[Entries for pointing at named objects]
[Start]
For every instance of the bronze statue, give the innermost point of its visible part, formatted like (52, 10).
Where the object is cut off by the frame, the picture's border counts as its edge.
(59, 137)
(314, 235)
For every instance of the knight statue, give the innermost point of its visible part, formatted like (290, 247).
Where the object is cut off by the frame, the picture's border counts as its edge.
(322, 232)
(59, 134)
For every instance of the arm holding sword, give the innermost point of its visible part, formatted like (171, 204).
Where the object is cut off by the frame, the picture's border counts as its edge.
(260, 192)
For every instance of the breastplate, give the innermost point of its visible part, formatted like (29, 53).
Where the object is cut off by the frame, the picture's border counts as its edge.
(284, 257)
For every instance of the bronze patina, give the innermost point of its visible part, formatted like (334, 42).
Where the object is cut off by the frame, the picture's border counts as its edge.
[End]
[Start]
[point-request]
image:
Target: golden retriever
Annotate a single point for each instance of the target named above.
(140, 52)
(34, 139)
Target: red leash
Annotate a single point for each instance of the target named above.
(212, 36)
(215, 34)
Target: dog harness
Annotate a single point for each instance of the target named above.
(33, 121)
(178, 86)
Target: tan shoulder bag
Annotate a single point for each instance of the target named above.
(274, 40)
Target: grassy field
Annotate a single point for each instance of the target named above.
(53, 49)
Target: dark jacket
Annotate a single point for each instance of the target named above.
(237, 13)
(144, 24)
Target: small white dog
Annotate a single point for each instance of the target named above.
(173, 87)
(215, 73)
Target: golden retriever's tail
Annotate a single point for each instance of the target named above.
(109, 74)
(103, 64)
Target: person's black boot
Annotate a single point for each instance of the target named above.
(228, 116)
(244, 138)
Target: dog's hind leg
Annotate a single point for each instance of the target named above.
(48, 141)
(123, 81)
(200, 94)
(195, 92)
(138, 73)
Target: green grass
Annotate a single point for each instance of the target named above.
[End]
[Start]
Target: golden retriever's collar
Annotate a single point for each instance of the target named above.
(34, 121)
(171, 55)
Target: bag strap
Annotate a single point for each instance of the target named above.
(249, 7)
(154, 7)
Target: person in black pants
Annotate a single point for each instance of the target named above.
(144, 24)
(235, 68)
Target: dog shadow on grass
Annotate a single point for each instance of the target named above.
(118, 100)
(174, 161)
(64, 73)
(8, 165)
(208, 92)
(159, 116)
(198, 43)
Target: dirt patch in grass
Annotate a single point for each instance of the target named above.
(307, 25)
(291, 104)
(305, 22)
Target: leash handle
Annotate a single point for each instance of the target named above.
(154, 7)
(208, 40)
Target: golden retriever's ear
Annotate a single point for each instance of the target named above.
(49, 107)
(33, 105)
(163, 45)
[End]
**EXERCISE**
Tally the lines in the rows above that contain the string "bronze", and reply with only that number. Case matters.

**FULL SOLUTION**
2